Compiti da svolgere ->
1 > Che cosa sapeva Ram Dass a proposito della morte, secondo il brano?
2 > Per ciascuna affermazione indica se concorda con il brano. Rispondi sì o no e cita le parole del testo che lo dimostrano.
(a) Avvicinandosi alla fine, la donna divenne più serena.
(b) Ram Dass dovette aspettare a lungo prima di capire che la sofferenza portava la madre verso qualcosa di più grande.
(c) Il narratore si chiese se potesse trovare la volontà di correre per altri dieci chilometri.

Brano dell'esercizio ->
※ ※ ※
Sapeva in fondo al cuore che la sofferenza faceva parte del viaggio, e che conduce sempre a qualcosa di più grande, ma questi dolori terribili, che colpivano una donna bellissima che lo amava così tanto …
Perché? A mano a mano che la donna si avvicinava alla fine, Dass notò che era divenuta più serena e la vide illuminarsi di tranquillità e gioia.
Mentre si apprestava ad abbandonare la forma sembrava entrare in una nuova sfera, uno stato di beatitudine.
La sofferenza era finita, dal momento che i dolori sono provati dai sensi nella forma. Era libera e Ram Dass, osservando la scena, si disse: «Sì, persino questo ci eleva».
Vide che la sofferenza stava portando la madre verso qualcosa di più grande, e non dovette aspettare molto per rendersene conto. Quando la donna morì, si era riconciliato con l’idea della sua scomparsa, perché sapeva che la morte è un premio, non una punizione.
Anche lui avvertiva un senso di pace, consapevole che il dolore conteneva in sé una grazia.
Il secondo stadio comporta dunque l’essere presenti a sé stessi, vivendo pienamente tutto ciò che si prova, invece di passare lunghi periodi a soffrire prima di scoprire il frutto nato dalle difficoltà di non potere finire la mia gara.
Così rimasi concentrato sul momento che stavo vivendo, e mi chiesi quale frutto o opportunità fosse nascosto in quella prova. Misi da parte la sofferenza e mi chiesi sinceramente se volevo davvero tornare a casa senza aver completato ciò che mi ero proposto.
Potevo in qualche modo fare appello alle mie risorse interiori e trovare la volontà (attraverso il pensiero) di correre per altri otto chilometri?
Qualcosa mi investì proprio in quel momento, qualcosa che posso solo descrivere come un miracolo. Sentii che ero là, disteso nel caldo e nel vomito, per scoprire se avevo il coraggio di fare una cosa che al momento sembrava impossibile.
※ ※ ※
Dati di origine ->

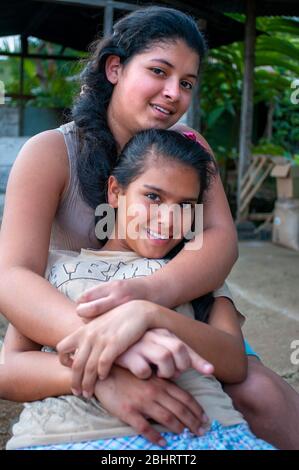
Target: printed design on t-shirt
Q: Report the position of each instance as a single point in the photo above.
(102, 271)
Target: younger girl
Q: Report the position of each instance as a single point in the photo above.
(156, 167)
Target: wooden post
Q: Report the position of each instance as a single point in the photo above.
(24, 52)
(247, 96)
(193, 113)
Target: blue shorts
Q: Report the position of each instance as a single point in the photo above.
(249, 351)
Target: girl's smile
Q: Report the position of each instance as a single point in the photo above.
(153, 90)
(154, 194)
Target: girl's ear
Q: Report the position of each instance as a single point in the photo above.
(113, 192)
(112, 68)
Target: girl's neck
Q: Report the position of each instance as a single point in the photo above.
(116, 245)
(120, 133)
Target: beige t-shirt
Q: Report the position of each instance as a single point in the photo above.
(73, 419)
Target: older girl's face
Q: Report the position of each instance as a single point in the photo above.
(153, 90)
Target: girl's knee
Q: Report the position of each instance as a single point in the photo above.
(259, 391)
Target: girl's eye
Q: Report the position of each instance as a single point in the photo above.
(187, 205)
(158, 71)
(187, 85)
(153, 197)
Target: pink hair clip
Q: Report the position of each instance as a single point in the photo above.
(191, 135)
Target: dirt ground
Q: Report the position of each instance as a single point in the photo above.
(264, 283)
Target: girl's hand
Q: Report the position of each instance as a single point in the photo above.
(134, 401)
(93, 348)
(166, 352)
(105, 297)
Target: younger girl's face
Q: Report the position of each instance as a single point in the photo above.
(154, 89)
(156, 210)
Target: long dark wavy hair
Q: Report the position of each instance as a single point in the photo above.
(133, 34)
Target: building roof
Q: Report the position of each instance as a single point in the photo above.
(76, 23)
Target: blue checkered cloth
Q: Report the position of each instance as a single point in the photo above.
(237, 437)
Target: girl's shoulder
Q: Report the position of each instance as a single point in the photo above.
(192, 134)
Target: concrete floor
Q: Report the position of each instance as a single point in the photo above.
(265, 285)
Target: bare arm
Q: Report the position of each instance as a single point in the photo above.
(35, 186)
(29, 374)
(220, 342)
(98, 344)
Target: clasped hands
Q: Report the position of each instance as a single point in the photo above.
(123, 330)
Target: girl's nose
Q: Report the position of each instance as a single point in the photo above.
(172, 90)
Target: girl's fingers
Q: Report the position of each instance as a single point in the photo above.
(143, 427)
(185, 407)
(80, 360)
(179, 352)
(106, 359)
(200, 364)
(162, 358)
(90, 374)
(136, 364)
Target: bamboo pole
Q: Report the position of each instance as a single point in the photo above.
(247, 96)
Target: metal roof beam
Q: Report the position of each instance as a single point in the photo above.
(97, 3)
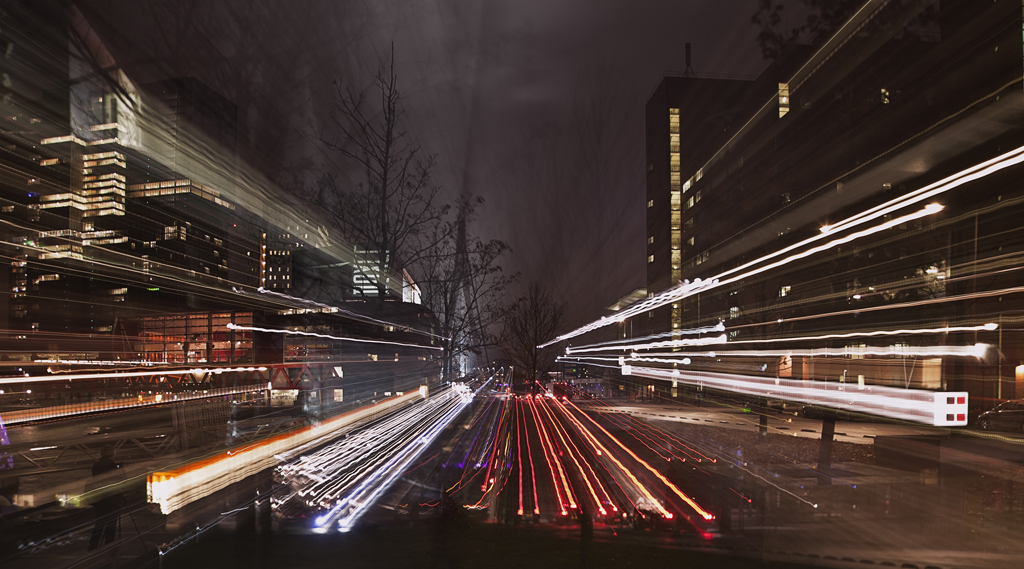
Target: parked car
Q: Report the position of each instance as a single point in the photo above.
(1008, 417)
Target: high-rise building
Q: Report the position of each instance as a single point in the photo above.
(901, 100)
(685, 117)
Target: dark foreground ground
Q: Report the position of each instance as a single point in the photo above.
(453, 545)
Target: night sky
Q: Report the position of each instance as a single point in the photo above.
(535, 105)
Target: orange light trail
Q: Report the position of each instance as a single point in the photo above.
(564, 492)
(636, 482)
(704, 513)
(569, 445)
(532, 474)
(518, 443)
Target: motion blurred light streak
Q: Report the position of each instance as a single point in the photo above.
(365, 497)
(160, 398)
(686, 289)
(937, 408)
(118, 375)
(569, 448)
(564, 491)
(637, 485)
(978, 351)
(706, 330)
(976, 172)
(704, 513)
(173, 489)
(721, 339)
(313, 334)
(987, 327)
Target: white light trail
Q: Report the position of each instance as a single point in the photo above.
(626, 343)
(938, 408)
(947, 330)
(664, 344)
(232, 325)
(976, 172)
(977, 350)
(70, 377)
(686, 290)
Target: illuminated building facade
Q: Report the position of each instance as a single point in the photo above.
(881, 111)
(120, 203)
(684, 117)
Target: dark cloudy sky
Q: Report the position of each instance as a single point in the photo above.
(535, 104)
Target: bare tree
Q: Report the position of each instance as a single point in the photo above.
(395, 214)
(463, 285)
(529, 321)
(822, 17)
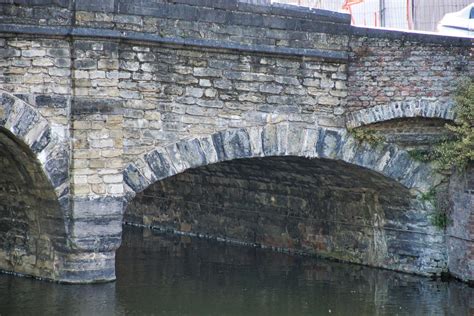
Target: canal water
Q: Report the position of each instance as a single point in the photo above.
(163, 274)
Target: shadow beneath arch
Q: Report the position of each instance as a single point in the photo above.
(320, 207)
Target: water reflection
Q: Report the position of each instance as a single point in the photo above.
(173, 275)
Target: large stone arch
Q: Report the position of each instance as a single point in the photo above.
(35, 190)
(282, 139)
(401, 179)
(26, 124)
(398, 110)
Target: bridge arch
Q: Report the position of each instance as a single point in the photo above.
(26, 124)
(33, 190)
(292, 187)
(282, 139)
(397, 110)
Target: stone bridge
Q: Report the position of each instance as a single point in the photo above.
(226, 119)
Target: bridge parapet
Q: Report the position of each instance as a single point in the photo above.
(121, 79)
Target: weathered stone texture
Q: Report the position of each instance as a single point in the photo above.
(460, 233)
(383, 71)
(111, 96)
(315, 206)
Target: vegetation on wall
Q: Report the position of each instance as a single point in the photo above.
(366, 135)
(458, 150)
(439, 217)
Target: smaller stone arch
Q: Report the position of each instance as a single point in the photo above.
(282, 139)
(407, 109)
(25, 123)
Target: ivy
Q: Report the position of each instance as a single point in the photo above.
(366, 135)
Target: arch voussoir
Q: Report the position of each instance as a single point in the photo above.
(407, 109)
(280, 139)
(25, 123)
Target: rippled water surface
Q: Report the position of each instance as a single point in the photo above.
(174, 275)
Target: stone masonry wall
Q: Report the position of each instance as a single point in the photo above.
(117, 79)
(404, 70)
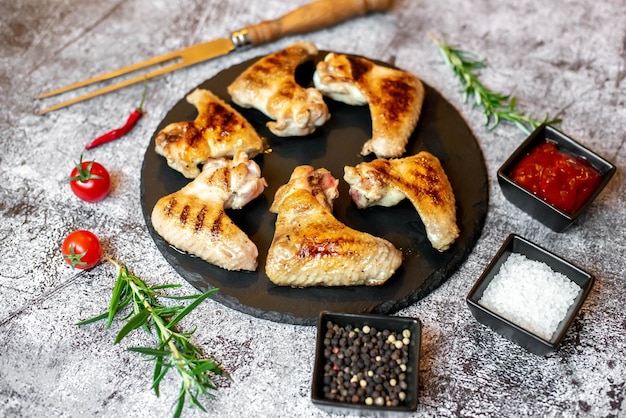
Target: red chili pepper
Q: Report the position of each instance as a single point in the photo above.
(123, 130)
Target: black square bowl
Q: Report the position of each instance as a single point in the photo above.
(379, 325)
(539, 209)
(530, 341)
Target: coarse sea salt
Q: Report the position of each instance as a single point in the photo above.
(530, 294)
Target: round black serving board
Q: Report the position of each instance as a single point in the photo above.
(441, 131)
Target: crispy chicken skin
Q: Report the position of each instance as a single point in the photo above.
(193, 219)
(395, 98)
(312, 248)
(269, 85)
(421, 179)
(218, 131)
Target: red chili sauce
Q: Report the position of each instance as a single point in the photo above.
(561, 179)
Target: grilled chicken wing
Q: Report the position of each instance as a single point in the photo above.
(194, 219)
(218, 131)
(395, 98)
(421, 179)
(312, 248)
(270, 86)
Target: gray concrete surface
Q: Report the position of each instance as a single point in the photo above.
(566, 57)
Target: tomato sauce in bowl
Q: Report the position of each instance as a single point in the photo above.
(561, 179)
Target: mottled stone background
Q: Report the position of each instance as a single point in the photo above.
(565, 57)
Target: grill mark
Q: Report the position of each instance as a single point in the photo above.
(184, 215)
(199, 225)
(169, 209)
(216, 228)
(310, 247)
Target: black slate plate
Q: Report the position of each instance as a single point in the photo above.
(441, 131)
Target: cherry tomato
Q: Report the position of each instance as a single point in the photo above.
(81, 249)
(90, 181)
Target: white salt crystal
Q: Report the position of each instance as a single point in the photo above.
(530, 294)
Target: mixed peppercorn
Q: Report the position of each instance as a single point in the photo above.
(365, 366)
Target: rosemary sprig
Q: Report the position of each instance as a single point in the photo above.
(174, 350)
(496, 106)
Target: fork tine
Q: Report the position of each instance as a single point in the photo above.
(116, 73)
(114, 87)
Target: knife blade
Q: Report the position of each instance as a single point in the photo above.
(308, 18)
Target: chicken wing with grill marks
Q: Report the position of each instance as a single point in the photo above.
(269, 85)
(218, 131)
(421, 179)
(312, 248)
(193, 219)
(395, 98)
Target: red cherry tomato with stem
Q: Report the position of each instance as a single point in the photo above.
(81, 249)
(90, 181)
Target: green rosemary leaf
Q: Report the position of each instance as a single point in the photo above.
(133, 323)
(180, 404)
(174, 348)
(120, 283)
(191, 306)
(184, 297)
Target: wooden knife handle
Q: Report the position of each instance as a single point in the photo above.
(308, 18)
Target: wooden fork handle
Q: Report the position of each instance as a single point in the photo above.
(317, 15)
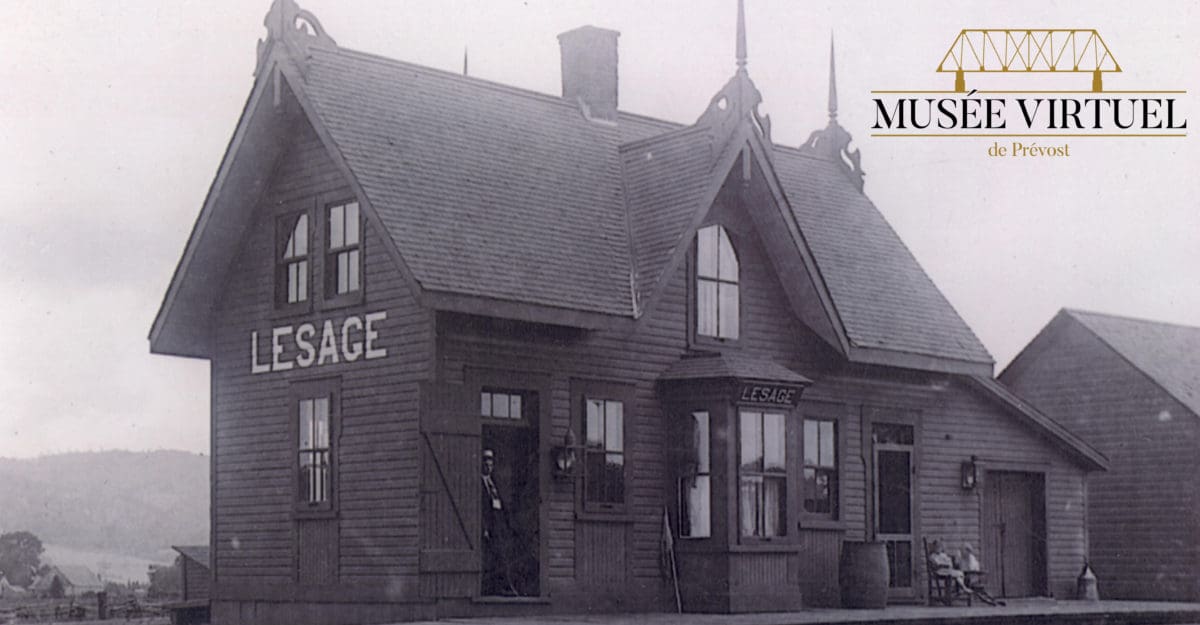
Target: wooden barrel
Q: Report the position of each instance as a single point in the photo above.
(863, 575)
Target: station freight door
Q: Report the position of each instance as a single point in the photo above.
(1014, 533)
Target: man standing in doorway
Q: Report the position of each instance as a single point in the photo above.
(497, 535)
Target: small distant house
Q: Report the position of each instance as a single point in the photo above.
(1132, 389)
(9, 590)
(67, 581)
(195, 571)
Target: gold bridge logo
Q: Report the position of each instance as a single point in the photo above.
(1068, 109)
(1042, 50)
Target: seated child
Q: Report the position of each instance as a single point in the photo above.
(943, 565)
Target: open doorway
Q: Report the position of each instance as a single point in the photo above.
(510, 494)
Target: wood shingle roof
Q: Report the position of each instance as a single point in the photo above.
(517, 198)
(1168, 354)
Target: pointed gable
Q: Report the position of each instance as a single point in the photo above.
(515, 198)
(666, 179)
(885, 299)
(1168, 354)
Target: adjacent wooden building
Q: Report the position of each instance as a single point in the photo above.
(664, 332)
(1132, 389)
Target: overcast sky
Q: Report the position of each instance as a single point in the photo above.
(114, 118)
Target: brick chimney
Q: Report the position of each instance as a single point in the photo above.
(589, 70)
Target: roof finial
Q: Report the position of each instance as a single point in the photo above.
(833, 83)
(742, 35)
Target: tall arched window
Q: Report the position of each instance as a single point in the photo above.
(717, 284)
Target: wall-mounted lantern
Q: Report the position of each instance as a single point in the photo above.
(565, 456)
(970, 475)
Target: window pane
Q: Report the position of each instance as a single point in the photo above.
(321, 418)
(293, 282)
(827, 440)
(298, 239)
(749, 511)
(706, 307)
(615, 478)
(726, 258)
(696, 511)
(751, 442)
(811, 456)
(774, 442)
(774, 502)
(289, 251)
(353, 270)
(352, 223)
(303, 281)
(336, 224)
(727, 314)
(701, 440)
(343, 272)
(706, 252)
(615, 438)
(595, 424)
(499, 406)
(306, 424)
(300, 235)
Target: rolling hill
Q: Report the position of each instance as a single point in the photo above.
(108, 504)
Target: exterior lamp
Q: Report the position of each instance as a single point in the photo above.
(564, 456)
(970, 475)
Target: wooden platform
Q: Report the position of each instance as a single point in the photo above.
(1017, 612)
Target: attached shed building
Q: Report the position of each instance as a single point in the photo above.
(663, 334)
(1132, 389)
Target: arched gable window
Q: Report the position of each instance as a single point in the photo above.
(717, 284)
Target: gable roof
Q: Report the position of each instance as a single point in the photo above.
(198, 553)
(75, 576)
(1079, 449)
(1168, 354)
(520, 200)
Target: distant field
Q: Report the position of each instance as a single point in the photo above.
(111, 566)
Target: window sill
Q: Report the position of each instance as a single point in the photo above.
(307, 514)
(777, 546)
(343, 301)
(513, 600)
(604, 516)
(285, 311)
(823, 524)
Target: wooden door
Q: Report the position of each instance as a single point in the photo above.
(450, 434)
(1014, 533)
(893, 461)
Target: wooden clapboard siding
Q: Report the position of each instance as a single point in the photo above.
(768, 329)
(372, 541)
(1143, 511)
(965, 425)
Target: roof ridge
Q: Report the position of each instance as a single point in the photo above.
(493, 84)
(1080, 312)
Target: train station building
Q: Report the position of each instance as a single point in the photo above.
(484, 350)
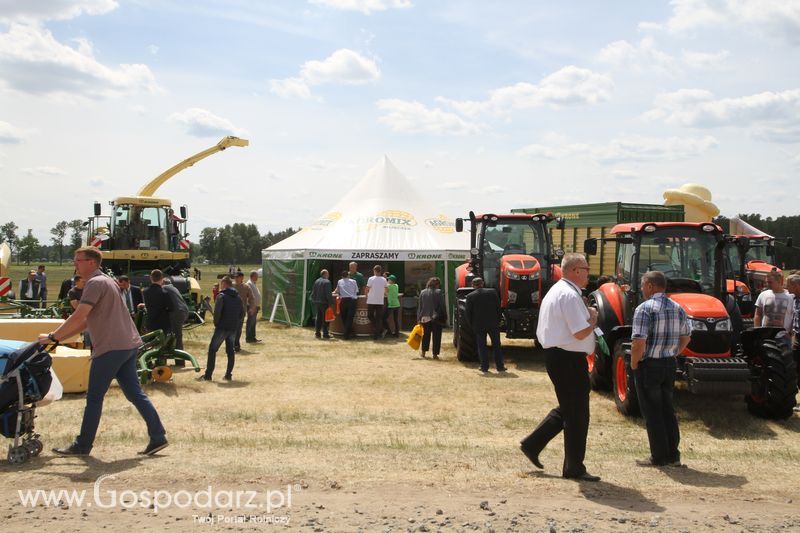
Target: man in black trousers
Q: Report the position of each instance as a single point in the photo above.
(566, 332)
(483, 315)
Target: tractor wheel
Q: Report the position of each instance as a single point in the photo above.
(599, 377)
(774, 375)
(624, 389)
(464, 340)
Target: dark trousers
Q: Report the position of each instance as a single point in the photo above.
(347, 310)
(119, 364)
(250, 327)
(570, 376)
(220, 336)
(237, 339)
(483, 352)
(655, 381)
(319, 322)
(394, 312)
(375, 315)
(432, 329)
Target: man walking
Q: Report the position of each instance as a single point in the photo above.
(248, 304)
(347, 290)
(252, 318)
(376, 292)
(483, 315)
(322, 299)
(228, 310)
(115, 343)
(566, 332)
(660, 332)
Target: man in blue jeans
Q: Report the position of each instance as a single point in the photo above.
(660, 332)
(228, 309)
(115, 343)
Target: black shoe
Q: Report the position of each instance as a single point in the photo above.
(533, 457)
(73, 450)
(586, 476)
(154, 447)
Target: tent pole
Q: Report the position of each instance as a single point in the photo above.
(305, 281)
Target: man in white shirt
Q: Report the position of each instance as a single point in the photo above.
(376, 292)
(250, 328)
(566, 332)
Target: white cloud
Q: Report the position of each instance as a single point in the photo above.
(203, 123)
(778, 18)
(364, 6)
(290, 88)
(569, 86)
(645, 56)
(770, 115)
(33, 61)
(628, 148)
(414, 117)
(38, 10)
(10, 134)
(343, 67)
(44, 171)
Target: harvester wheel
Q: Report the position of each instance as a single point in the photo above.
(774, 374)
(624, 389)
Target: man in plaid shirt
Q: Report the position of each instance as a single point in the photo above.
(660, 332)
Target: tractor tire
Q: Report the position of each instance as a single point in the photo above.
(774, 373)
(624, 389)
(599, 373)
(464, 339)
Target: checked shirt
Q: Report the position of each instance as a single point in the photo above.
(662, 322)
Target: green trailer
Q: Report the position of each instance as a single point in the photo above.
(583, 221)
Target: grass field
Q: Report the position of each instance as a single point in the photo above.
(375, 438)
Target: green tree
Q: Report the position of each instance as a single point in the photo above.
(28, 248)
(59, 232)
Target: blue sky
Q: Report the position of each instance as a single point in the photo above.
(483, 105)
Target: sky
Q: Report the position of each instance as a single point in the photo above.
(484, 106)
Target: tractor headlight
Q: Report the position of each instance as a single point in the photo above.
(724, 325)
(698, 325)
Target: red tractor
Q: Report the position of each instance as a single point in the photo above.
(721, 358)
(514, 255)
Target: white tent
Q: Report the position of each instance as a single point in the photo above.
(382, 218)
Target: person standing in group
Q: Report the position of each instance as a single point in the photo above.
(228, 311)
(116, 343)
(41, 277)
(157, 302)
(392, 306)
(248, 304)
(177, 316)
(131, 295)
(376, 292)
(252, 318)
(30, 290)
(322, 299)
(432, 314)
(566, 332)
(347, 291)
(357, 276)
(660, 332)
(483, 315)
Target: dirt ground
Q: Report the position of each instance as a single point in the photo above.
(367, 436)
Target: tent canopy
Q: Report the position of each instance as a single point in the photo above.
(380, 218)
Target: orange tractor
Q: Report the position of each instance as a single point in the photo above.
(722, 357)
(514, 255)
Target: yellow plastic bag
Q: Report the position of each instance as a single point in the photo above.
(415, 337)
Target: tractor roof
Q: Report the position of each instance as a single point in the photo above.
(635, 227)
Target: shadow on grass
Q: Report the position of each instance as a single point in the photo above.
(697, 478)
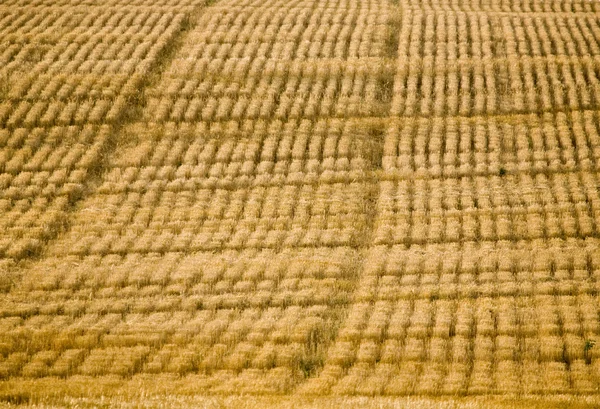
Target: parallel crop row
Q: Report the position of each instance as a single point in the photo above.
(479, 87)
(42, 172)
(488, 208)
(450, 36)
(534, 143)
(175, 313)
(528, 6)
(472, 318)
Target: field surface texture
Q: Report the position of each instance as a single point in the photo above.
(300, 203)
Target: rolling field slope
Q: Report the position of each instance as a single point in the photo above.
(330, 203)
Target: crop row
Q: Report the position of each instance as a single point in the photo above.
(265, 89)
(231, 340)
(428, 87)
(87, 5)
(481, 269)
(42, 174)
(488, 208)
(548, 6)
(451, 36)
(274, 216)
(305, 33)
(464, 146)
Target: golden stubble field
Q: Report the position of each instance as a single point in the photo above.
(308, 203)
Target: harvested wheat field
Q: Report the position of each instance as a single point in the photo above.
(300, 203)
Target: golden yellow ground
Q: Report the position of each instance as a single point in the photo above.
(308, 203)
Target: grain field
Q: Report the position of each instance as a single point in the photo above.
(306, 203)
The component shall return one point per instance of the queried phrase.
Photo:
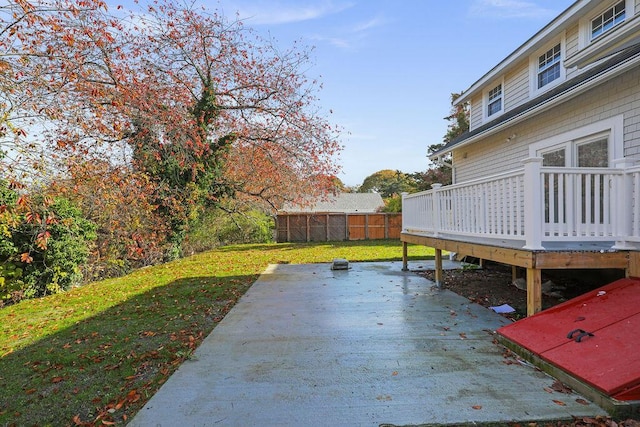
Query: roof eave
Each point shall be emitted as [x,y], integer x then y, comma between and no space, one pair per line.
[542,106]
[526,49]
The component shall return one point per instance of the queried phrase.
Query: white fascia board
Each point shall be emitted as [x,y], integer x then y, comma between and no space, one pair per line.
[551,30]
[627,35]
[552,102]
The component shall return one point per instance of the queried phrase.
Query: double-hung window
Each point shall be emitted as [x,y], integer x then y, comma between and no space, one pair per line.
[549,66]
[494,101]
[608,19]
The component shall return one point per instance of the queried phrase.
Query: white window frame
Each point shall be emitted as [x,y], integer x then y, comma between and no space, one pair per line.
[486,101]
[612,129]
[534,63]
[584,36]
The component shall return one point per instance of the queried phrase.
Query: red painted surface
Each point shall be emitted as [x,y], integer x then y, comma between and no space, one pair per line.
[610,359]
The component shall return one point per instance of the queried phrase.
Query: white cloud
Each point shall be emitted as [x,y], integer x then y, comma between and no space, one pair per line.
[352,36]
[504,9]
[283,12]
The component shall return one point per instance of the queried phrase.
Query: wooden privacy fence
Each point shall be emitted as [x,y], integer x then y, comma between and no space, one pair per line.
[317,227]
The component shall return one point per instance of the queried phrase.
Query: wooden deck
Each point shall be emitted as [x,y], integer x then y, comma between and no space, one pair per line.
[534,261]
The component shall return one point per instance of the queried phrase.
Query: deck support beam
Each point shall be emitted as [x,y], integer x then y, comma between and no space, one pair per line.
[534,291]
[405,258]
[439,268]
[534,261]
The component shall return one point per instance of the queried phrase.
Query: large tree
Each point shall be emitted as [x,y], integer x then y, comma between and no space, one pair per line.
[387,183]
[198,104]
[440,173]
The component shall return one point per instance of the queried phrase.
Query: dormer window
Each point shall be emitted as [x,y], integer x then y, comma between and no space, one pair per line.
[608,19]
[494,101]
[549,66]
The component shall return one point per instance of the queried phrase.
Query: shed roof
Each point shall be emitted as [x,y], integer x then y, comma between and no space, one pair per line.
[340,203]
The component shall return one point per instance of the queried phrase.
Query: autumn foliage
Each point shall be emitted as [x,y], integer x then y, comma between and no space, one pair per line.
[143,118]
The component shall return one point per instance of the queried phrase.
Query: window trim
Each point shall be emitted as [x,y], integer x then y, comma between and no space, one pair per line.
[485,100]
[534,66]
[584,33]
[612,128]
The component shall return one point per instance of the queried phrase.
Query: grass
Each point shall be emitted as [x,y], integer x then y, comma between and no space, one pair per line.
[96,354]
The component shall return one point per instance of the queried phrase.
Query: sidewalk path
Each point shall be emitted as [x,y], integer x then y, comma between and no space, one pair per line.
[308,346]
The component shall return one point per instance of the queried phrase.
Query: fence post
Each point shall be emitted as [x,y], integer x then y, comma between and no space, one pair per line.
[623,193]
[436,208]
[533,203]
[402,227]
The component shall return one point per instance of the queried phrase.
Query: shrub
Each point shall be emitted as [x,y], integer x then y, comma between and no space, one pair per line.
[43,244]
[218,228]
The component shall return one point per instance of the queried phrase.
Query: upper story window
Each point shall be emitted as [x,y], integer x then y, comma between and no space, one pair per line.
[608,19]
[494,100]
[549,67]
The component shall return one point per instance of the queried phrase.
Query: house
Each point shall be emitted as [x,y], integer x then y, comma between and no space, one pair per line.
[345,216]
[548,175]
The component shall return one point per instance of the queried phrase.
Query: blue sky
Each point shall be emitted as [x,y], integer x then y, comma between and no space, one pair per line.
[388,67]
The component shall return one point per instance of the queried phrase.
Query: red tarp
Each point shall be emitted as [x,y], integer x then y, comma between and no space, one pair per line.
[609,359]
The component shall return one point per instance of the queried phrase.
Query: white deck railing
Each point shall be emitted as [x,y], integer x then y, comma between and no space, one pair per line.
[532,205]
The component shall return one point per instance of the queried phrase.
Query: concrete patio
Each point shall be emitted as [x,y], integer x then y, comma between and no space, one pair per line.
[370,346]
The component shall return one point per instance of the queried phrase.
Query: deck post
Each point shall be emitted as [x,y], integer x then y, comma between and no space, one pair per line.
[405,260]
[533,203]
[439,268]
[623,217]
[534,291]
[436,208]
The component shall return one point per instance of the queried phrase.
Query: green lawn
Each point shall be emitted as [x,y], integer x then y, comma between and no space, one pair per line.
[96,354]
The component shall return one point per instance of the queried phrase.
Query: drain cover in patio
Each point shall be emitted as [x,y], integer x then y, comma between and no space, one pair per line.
※ ※ ※
Risposte attese ->
1 > Sapeva che la morte è un premio, non una punizione.

2 >
(a) Sì: «Dass notò che era divenuta più serena».
(b) No: «non dovette aspettare molto per rendersene conto».
(c) No: «di correre per altri otto chilometri».